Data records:
★ ★ ★ ★ ★

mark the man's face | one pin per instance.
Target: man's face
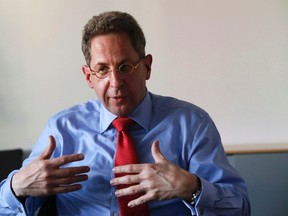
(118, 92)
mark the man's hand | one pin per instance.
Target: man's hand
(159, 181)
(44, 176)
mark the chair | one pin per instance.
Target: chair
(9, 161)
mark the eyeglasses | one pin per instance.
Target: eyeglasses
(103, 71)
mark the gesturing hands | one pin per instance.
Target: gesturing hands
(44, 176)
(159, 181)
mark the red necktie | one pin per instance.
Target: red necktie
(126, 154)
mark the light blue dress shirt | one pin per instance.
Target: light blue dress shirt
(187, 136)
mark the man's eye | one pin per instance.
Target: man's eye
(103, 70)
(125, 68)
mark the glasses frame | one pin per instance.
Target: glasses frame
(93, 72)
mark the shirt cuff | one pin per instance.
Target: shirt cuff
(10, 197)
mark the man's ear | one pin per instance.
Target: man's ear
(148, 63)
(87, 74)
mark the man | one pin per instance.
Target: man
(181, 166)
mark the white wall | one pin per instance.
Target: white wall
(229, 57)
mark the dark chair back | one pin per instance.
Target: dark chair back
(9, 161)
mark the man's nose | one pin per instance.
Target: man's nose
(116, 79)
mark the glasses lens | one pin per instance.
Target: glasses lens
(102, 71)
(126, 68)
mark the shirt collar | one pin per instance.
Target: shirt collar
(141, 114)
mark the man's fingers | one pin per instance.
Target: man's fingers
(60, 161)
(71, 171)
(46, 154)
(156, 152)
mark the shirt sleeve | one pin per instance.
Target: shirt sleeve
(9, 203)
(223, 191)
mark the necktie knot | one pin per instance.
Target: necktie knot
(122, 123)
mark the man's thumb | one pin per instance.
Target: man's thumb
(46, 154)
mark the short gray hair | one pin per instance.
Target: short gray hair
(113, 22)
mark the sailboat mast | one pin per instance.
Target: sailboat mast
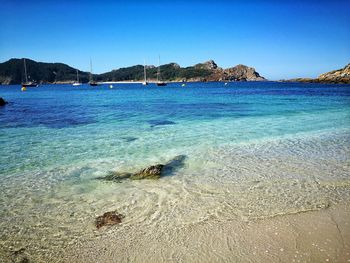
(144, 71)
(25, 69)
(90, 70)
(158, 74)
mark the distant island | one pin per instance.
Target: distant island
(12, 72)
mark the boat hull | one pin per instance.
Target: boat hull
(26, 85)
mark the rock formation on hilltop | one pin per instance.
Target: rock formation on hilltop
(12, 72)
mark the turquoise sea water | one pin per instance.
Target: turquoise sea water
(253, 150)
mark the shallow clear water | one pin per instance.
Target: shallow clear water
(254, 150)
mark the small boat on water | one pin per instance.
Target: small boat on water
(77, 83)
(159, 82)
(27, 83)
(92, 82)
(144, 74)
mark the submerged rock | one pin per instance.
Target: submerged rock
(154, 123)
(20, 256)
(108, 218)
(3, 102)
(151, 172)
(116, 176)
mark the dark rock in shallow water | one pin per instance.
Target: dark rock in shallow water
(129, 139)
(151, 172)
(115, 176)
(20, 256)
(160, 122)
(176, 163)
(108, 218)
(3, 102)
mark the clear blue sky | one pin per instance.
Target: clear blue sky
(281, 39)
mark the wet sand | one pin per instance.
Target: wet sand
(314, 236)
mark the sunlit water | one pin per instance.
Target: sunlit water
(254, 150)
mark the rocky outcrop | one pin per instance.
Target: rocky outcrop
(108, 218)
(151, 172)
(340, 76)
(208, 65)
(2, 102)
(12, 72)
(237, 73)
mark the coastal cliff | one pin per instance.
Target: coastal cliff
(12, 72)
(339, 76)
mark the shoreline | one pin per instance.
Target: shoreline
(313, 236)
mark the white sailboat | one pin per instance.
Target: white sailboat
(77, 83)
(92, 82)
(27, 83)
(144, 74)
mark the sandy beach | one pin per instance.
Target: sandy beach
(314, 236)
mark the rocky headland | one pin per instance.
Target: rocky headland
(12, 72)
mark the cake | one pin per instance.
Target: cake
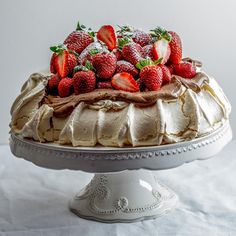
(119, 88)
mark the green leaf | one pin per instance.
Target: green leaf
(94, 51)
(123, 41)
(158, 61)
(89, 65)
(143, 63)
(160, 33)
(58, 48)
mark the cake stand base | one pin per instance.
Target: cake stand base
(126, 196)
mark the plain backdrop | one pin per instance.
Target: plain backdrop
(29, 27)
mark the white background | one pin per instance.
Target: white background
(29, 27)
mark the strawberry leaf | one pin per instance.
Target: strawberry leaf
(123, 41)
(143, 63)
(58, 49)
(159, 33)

★ ★ ★ ★ ★

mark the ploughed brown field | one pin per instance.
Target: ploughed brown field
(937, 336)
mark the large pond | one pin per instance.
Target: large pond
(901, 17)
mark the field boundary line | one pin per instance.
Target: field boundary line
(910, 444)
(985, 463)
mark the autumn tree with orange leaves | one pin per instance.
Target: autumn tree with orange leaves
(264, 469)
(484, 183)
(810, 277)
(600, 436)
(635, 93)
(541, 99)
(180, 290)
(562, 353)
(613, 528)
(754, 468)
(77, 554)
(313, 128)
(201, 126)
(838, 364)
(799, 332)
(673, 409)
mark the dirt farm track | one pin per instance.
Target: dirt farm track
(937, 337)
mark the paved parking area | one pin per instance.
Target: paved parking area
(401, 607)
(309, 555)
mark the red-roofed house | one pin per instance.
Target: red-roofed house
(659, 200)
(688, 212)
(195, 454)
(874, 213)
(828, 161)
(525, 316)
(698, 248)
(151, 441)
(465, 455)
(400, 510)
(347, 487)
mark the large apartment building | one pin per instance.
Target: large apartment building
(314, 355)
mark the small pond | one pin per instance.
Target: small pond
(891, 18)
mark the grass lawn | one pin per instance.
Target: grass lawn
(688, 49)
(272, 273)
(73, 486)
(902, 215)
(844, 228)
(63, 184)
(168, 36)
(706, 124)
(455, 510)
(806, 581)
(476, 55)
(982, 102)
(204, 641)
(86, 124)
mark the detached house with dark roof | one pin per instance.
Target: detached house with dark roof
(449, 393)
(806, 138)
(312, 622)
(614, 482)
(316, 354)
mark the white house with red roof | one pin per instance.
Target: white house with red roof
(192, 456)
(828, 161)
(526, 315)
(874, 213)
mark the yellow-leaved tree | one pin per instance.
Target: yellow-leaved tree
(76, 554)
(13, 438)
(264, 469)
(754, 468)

★ ★ ★ ★ ★

**Task prompt**
From the records above, copy exactly the stretch from the line holding "mark the man's face | one pin per instance." through the line holding "mark the man's fingers", both ends included, without the pictures.

**Answer to this problem**
mark the man's face | one pin per instance.
Target: man's face
(118, 92)
mark the man's hand | one pin per instance.
Target: man's hand
(159, 181)
(44, 176)
mark the chair | one pin per instance.
Target: chair
(9, 161)
mark the eyeglasses | one pin per instance.
Target: eyeglasses
(103, 71)
mark the gesturing hands | one pin per instance.
Target: gesturing hands
(44, 176)
(159, 181)
mark the red necktie | one pin per instance.
Target: red necktie
(126, 154)
mark the light blue dress shirt | one pin per instance.
Target: light blue dress shirt
(187, 136)
mark the man's eye | one pin per instance.
Target: man's eye
(103, 70)
(125, 68)
mark the glasses frame | one pin per instance.
Target: glasses frame
(93, 72)
mark the shirt cuff | one pin per instance.
Target: shirt cuff
(10, 197)
mark the man's ear | one pin per instance.
Target: man's ear
(148, 63)
(87, 74)
mark the man | one pin per instance.
Target: man
(181, 166)
mark the white wall | one pin per instance.
Target: white wall
(229, 57)
mark the dark chair back | one pin per instance.
Target: dark chair back
(9, 161)
mark the man's nose | one pin per instance.
Target: man's nose
(116, 79)
mark the glasses lens | one pin per instance.
Target: glasses lens
(102, 71)
(126, 68)
mark the shirt collar | one pin per instance.
Target: shirt collar
(141, 114)
mark the man's fingers | one pin per instance.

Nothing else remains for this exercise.